Requirement :: Look through the data below. Collect every line where the word "woman" occurs.

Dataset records
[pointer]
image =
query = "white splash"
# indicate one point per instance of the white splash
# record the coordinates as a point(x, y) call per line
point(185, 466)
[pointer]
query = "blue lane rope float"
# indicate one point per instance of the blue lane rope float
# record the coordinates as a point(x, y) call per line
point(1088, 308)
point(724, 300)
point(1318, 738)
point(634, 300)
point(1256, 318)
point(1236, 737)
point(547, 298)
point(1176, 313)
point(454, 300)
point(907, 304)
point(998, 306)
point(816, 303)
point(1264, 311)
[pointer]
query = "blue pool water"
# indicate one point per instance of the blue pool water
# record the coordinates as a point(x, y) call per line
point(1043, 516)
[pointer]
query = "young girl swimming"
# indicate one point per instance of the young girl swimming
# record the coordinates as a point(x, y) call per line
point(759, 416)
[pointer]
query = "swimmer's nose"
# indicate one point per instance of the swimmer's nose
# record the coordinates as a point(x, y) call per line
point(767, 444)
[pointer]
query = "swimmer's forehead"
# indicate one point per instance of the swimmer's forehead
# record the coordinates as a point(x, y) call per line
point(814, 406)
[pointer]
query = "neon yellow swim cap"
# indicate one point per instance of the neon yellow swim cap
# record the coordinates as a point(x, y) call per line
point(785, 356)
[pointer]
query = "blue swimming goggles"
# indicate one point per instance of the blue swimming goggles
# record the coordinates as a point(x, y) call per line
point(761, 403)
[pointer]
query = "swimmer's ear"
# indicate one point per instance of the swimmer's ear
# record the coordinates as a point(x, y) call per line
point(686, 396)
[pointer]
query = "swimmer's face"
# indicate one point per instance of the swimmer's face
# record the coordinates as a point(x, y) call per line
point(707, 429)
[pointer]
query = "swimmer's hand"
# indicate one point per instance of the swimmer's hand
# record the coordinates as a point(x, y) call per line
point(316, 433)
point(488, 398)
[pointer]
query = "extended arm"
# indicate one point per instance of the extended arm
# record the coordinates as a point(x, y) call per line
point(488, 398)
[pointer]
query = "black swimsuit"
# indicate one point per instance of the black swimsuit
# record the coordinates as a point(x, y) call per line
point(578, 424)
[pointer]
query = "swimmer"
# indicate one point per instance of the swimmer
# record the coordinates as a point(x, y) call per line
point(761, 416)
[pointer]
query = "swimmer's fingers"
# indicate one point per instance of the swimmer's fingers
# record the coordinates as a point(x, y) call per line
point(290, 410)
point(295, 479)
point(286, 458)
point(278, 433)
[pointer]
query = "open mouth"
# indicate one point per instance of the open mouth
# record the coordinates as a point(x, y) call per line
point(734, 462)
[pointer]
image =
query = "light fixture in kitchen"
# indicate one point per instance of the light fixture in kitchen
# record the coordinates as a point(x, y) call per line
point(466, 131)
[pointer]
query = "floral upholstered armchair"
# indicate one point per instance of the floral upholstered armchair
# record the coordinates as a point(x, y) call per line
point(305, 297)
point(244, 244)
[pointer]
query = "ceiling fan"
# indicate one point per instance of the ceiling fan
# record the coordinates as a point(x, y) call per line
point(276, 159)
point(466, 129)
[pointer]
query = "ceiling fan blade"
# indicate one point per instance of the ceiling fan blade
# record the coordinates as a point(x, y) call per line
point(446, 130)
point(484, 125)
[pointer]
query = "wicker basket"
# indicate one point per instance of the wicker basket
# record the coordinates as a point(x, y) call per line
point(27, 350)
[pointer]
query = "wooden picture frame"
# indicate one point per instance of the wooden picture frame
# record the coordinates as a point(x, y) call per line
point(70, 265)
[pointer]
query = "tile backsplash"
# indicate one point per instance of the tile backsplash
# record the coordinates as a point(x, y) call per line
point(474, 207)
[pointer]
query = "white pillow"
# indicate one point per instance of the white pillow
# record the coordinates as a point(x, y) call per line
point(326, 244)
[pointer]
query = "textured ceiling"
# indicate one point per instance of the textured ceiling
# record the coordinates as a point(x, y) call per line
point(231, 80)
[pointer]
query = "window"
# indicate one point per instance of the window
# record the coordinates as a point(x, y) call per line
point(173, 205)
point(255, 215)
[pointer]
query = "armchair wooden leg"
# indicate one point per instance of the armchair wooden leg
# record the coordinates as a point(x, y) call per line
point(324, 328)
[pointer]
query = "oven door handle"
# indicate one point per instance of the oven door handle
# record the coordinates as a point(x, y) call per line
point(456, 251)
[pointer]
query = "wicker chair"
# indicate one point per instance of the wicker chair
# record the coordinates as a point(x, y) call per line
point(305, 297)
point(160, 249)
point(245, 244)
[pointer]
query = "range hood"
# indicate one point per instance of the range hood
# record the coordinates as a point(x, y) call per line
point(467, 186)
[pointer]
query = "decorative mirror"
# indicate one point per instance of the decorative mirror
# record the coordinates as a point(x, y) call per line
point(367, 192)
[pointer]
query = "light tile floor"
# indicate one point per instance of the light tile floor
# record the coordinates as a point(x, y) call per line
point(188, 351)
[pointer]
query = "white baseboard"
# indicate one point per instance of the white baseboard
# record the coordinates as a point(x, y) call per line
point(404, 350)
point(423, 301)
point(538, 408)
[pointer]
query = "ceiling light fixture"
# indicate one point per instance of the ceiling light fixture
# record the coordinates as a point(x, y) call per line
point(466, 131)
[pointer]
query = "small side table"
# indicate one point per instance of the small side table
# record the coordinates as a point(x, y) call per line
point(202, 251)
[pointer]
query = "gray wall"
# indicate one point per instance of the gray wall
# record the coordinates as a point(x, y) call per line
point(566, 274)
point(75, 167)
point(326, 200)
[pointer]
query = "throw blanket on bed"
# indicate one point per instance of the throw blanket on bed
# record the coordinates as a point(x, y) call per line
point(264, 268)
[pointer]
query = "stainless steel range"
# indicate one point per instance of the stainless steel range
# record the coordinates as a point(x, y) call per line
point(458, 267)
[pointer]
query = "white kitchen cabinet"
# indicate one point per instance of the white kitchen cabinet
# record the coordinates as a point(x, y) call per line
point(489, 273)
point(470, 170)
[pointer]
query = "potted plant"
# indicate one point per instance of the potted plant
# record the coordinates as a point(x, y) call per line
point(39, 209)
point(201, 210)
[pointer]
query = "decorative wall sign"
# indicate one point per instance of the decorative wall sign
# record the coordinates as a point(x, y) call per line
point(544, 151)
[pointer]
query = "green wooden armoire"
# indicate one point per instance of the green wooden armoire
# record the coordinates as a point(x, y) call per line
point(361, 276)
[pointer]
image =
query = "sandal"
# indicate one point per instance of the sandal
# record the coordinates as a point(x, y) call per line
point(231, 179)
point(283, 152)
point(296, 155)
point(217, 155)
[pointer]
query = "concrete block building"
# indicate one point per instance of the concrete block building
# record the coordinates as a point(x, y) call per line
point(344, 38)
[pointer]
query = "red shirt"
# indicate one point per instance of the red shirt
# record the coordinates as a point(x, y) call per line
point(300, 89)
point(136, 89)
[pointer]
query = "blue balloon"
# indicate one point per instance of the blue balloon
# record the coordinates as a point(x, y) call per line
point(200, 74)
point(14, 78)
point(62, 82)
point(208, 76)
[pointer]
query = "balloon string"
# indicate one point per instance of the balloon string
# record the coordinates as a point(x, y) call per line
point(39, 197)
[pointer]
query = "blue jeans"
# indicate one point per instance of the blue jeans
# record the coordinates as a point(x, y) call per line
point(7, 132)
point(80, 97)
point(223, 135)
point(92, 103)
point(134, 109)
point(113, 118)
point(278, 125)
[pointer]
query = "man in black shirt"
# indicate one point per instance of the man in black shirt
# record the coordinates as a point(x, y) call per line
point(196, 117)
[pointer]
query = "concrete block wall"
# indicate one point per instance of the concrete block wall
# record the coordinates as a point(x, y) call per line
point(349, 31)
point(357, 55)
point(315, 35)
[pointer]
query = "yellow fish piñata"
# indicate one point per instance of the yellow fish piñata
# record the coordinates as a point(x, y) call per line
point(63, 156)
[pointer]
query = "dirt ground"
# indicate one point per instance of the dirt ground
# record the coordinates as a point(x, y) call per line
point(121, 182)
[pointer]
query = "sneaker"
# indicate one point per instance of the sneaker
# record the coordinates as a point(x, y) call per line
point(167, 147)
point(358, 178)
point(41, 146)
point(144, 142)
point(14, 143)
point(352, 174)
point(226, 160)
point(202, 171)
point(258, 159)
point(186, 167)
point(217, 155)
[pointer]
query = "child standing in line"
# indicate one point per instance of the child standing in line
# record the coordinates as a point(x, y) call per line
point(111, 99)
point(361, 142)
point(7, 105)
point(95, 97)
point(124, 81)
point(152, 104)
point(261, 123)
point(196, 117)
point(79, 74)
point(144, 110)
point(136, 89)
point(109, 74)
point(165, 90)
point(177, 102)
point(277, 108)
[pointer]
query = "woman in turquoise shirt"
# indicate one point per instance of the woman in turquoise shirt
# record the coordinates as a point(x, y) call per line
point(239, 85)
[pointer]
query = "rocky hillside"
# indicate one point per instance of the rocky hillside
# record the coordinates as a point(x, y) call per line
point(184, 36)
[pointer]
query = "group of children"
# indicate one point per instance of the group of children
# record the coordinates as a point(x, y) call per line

Expected output ::
query = "woman in turquoise shirt"
# indicate one point per instance of the woman in turquoise shirt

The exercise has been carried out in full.